══ EXCERPT ══
PYRO-ENERGEN Treatment Against Alzheimer's Disease
Are you suffering from Alzheimer's disease? PYRO-ENERGEN is the answer.
Alzheimer's disease is a degenerative disorder that affects the brain and causes dementia (cognitive and intellectual deterioration), especially in late life. It was named after Alois Alzheimer (1864-1915), a German neurologist who described it in 1907.
However, I believe that Alzheimer's disease has existed in various forms since the beginning of human existence. The disease does not only affect the elderly but can occur at any age, from young to old.
Symptoms of Alzheimer's disease vary widely, and some may not be noticeable, especially in young children and teens. Although Alzheimer's disease is not a normal part of the aging process, the risk of developing the disease increases as people grow older.
Alzheimer's disease takes a devastating toll, not only on the patients but also on those who love and care for them. Some patients experience immense fear and frustration as they struggle with once commonplace tasks and slowly lose their independence. Family, friends, and especially those who provide daily care suffer immeasurable pain and stress as they witness Alzheimer's disease slowly take their loved ones from them.
The onset of Alzheimer's disease is usually very gradual. In the early stages, Alzheimer's patients have relatively mild problems learning new information and remembering where they have left common objects, such as keys or a wallet. In time, they begin to have trouble recollecting recent events and finding the right words to express themselves. As the disease progresses, patients may have difficulty remembering what day or month it is, or finding their way around familiar surroundings. They may develop a tendency to wander off and then be unable to find their way back. Patients often become irritable or withdrawn as they struggle with fear and frustration when once commonplace tasks become unfamiliar and intimidating. Behavioral changes may become more pronounced as patients become paranoid or delusional and unable to engage in normal conversation.
Doctors and scientists claim that brains of patients with Alzheimer's have distinctive formations, abnormally shaped proteins called tangles and plaques that are recognized as the hallmark of the disease, and these are related to memory. Tangles are long, slender tendrils found inside nerve cells, or neurons. Scientists have learned that when a protein called tau becomes altered, it may cause the characteristic tangles in the brain of an Alzheimer's patient. In healthy brains, tau provides structural support for neurons, but in Alzheimer's patients this structural support collapses.
According to my study, this is not true. These distinctive formations of proteins are byproducts caused by the negative energy force from the outer surface of the body. Furthermore, my research indicates that having a family history of Alzheimer's disease does not necessarily increase the likelihood of developing the disease.
═══
══ RECORD EXTRACTS ══
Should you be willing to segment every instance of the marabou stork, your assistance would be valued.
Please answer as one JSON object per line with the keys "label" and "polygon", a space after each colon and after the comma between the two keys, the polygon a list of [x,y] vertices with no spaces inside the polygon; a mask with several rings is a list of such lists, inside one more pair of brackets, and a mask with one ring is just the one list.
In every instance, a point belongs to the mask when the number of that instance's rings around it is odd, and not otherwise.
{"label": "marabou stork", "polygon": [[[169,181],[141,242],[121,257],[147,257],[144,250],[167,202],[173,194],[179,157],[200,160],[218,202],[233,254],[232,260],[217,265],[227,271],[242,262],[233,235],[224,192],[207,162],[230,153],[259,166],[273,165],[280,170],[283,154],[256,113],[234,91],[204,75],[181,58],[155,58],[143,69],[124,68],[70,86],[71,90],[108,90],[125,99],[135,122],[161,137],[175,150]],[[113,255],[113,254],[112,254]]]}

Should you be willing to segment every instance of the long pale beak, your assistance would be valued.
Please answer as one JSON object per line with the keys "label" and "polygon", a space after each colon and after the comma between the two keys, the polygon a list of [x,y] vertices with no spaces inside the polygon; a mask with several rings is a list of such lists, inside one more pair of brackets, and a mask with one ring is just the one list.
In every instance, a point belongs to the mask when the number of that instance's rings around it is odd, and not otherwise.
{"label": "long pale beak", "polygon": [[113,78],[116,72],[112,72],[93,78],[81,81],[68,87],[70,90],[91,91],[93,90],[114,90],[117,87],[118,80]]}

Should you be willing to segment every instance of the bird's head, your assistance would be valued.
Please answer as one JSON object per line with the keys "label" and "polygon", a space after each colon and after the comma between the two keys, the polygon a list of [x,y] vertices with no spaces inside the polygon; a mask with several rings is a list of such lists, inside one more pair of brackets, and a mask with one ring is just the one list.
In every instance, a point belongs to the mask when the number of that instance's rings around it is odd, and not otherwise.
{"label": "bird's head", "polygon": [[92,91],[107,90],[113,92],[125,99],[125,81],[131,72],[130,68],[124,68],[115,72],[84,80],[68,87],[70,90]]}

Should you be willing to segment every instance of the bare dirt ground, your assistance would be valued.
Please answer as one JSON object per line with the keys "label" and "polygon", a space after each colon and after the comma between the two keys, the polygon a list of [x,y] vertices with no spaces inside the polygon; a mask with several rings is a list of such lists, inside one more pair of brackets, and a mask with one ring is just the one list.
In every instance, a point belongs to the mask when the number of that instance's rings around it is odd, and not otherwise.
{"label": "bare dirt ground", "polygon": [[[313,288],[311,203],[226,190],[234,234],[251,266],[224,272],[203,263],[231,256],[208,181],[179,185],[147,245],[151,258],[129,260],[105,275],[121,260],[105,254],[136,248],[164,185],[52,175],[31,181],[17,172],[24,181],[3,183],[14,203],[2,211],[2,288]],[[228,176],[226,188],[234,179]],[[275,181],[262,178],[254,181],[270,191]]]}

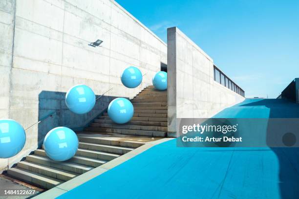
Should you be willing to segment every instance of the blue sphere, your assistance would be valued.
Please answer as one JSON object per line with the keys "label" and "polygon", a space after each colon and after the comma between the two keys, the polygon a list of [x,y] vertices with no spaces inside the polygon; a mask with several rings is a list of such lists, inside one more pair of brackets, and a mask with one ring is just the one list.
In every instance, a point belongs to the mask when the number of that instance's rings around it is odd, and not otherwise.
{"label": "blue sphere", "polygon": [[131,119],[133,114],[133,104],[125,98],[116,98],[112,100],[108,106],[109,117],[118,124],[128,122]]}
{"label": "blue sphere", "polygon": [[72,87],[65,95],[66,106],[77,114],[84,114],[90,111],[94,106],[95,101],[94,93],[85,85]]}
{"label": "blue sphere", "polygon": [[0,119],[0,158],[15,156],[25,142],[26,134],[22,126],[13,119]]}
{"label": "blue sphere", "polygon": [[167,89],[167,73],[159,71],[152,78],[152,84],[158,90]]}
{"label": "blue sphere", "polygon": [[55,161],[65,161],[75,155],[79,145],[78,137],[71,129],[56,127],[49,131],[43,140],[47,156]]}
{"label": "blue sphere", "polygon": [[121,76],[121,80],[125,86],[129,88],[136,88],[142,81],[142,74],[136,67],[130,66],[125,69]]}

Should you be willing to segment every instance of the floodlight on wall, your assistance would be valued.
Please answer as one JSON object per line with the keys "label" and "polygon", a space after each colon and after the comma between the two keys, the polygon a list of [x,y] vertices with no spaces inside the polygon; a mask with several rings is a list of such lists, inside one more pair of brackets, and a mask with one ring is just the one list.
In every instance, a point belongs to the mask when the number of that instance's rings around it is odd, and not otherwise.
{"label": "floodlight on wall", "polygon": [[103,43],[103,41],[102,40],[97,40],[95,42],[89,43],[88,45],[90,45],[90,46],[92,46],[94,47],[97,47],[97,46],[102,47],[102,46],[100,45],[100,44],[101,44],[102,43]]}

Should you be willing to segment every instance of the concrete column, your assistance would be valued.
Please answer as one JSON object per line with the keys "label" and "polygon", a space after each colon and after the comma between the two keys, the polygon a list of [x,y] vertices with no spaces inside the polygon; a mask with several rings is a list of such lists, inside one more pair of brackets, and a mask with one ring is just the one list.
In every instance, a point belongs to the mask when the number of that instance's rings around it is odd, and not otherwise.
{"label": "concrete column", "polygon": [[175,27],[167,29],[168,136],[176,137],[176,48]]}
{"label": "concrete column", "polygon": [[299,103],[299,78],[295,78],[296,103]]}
═══
══ RECORD EXTRACTS ══
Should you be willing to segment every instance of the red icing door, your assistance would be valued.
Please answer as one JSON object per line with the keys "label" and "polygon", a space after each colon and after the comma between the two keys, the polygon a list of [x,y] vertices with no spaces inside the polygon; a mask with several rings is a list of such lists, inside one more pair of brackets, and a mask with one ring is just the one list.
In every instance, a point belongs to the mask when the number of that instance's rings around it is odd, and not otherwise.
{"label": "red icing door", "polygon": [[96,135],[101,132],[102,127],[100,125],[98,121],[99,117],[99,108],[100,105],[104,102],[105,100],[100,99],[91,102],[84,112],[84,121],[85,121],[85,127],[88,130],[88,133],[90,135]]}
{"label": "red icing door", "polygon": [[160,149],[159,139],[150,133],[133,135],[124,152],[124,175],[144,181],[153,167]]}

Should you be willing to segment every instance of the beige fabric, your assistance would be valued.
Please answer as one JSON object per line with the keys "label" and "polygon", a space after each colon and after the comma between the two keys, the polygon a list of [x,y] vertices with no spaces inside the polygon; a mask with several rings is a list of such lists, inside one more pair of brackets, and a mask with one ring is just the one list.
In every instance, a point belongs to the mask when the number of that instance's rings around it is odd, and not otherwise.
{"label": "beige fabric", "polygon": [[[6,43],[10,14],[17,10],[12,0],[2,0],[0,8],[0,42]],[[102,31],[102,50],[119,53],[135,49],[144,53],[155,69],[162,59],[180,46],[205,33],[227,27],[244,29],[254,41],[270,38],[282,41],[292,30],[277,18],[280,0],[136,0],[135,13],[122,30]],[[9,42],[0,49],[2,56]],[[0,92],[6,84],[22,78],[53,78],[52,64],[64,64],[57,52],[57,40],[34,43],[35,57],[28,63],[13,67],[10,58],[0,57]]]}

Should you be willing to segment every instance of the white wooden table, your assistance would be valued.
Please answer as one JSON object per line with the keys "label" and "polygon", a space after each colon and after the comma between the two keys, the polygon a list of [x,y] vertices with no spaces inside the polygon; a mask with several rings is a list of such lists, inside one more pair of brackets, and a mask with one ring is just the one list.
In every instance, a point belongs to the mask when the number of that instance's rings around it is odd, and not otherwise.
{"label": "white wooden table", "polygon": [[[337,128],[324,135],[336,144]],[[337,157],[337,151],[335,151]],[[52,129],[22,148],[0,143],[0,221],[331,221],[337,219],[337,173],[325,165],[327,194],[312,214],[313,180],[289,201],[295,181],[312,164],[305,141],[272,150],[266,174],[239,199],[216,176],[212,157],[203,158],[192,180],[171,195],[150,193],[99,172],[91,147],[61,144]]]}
═══
PROBLEM 1: Please rewrite the paragraph beginning "The onset of Alzheimer's disease" from the Alzheimer's disease text as a short list, keeping its main facts.
PROBLEM 2: Write the next part of the text on PYRO-ENERGEN and Alzheimer's disease, starting after its last sentence.

RESPONSE 1:
- The onset is usually very gradual.
- Early on, patients have mild trouble learning new information and remembering where they left common objects such as keys or a wallet.
- Later, they struggle to recall recent events and to find the right words.
- As the disease progresses, they may forget the day or month, get lost in familiar surroundings, and wander off without finding their way back.
- They often become irritable or withdrawn as once commonplace tasks become unfamiliar and intimidating.
- Behavioral changes can grow more pronounced, with paranoia, delusions, and an inability to hold normal conversation.

RESPONSE 2:
The causes of Alzheimer's disease remain a mystery among doctors and scientists of the world. According to doctors, Alzheimer's disease can only be positively diagnosed by examining brain tissue under a microscope to observe the hallmark plaques and tangles, which is only possible after a patient's death.
Isn't this a crazy way of diagnosis? As I mentioned previously, the hallmark plaques and tangles are just byproducts. Shouldn't we focus on preventing the formation of these byproducts before the disease takes hold? Physicians rely on a series of other techniques to diagnose probable Alzheimer's disease in living patients. The physician also asks about the patient's family medical history to learn about any past serious illnesses, which may provide a clue about the patient's current symptoms. But as I mentioned earlier, the disease is actually caused by the negative energy.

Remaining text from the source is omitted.